### Obiettivo del compito
Ricopia fedelmente tutte le righe riportate qui sotto, senza alcuna modifica. Escludi le immagini dalla tua risposta.

### Righe di dati

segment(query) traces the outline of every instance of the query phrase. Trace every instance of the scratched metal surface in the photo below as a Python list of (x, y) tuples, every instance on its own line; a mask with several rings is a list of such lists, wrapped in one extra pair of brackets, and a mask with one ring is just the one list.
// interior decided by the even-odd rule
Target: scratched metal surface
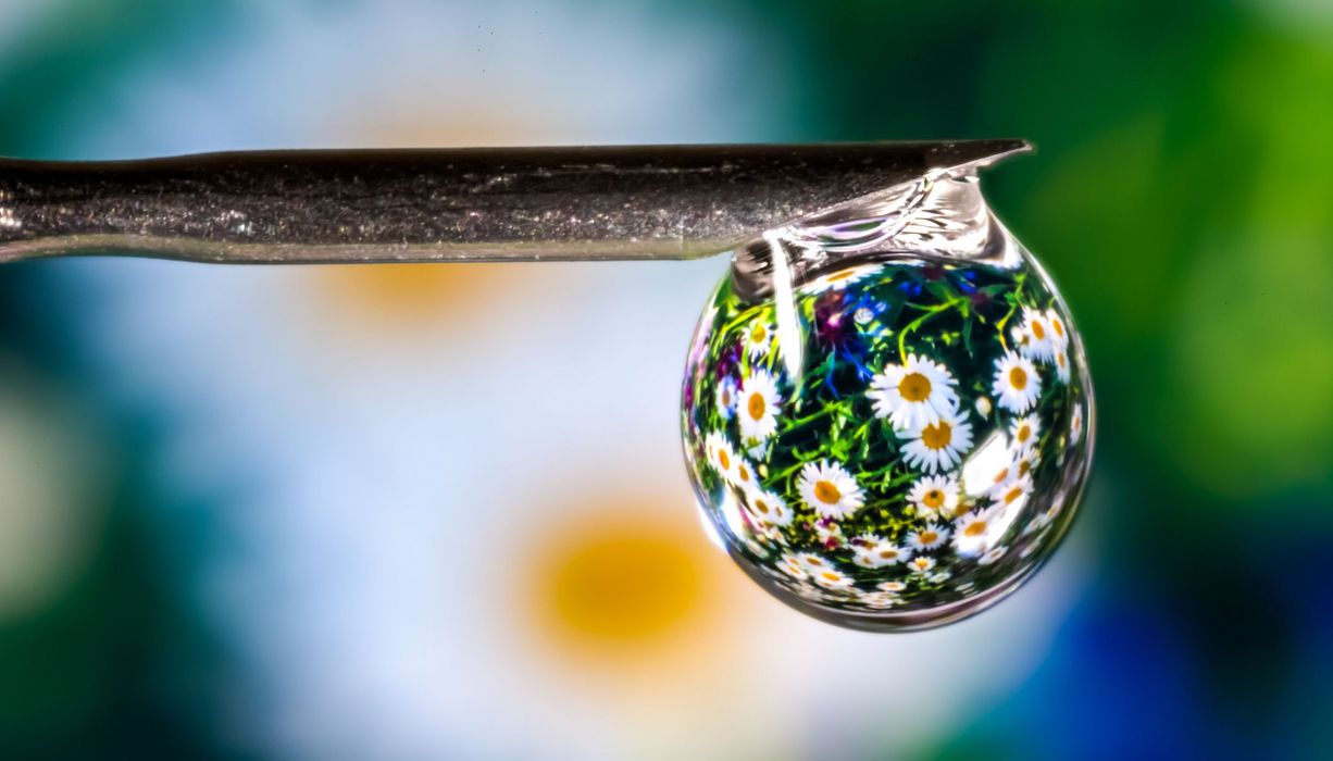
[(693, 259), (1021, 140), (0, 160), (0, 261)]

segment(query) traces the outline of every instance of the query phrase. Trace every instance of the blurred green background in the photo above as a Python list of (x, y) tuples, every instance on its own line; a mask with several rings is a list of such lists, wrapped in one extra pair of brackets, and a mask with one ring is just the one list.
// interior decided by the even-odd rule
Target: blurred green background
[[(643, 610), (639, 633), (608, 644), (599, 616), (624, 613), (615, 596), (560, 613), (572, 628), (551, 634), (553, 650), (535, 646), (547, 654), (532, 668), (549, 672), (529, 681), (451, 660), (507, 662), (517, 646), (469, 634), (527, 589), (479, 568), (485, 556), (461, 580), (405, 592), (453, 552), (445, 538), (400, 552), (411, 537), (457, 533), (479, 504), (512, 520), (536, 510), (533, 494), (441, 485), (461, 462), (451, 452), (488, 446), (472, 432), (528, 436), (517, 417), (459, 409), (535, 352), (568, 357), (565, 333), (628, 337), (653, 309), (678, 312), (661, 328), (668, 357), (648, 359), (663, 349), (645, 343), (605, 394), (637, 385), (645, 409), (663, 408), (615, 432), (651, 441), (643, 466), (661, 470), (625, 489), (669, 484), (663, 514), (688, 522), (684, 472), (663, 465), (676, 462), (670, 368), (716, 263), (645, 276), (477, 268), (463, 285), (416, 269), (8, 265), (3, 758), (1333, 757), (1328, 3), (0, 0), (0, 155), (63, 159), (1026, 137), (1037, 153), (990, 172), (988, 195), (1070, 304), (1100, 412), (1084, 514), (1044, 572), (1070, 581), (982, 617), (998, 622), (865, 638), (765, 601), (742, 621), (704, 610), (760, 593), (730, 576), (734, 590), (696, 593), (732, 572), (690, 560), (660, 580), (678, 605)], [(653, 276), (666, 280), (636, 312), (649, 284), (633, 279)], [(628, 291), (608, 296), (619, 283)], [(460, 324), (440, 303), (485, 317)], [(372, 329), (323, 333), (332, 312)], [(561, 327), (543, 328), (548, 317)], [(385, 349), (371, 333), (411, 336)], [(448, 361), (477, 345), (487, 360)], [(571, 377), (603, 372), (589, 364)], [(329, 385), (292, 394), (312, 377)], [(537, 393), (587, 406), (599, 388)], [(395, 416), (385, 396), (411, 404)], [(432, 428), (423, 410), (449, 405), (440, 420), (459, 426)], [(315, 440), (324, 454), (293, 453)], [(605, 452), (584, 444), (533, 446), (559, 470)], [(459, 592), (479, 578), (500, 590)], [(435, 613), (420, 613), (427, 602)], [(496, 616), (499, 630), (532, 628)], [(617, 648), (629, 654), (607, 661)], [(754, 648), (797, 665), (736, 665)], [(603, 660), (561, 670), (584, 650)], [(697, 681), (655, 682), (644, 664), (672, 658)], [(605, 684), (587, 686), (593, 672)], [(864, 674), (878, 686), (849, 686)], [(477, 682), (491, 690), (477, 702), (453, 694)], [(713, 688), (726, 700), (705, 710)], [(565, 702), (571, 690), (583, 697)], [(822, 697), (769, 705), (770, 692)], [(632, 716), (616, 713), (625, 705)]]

### Soluzione del compito
segment(query) traces the outline of every instance of the query phrase. Trace every instance of the scratched metal surface in the photo below as a Python list of (x, y) tuples, every instance on its own line; a mask with several rings is a list of such lists, wrapped in one extra pair of brackets, and a mask with one ring is just the one list.
// interior decided by the even-odd rule
Target: scratched metal surface
[(693, 259), (1021, 140), (0, 160), (0, 261)]

segment(query) traces the outline of every instance of the query phrase. Trace every instance of the blurred green background in the photo above as a Python list of (x, y) tuples, every instance on its own line; a mask with several rings is a list of such lists, wrapped in one extra pair of brackets, and a mask with one ring is just the one list.
// interior decided by the even-odd rule
Target: blurred green background
[[(643, 610), (639, 633), (608, 644), (599, 616), (624, 613), (615, 596), (560, 613), (572, 628), (551, 634), (553, 650), (535, 646), (547, 654), (532, 668), (549, 672), (529, 681), (451, 660), (507, 662), (517, 646), (469, 634), (527, 589), (479, 568), (485, 556), (461, 580), (405, 592), (453, 552), (445, 538), (400, 552), (411, 537), (457, 533), (479, 504), (512, 520), (536, 510), (533, 494), (441, 485), (461, 462), (451, 452), (488, 446), (472, 432), (528, 436), (517, 417), (459, 409), (535, 352), (568, 357), (565, 333), (628, 337), (653, 309), (678, 312), (661, 328), (668, 357), (648, 359), (663, 349), (645, 343), (605, 394), (637, 385), (645, 409), (663, 408), (615, 432), (651, 441), (643, 466), (661, 470), (625, 489), (669, 484), (663, 514), (688, 522), (684, 472), (663, 465), (676, 462), (670, 368), (716, 263), (645, 276), (477, 268), (463, 285), (416, 269), (8, 265), (3, 758), (1333, 757), (1328, 3), (0, 0), (0, 155), (63, 159), (1026, 137), (1037, 153), (990, 172), (988, 195), (1070, 304), (1100, 412), (1084, 514), (1044, 572), (1070, 581), (982, 617), (998, 622), (865, 638), (765, 601), (742, 621), (704, 610), (760, 593), (730, 576), (734, 590), (696, 593), (732, 572), (690, 560), (660, 580), (678, 605)], [(653, 276), (666, 280), (636, 312), (649, 284), (633, 279)], [(628, 291), (608, 296), (619, 283)], [(460, 324), (440, 303), (485, 317)], [(372, 329), (323, 333), (332, 312)], [(561, 327), (543, 328), (548, 317)], [(385, 349), (371, 333), (411, 336)], [(448, 361), (477, 345), (487, 360)], [(571, 377), (603, 372), (589, 364)], [(329, 385), (292, 394), (312, 377)], [(537, 393), (587, 406), (599, 388)], [(395, 416), (385, 396), (411, 404)], [(432, 428), (423, 410), (449, 405), (440, 420), (459, 426)], [(315, 440), (324, 454), (293, 453)], [(605, 452), (584, 444), (533, 446), (559, 470)], [(459, 592), (479, 578), (500, 590)], [(435, 613), (420, 613), (427, 602)], [(496, 616), (499, 630), (532, 628)], [(617, 648), (629, 654), (607, 661)], [(754, 648), (797, 665), (736, 665)], [(603, 660), (561, 670), (584, 650)], [(697, 681), (655, 682), (644, 664), (672, 658)], [(605, 684), (587, 686), (593, 672)], [(864, 674), (878, 686), (849, 686)], [(477, 682), (491, 690), (477, 702), (453, 694)], [(713, 688), (726, 700), (705, 710)], [(565, 702), (571, 690), (583, 697)], [(822, 697), (769, 705), (770, 692)], [(632, 716), (616, 713), (625, 705)]]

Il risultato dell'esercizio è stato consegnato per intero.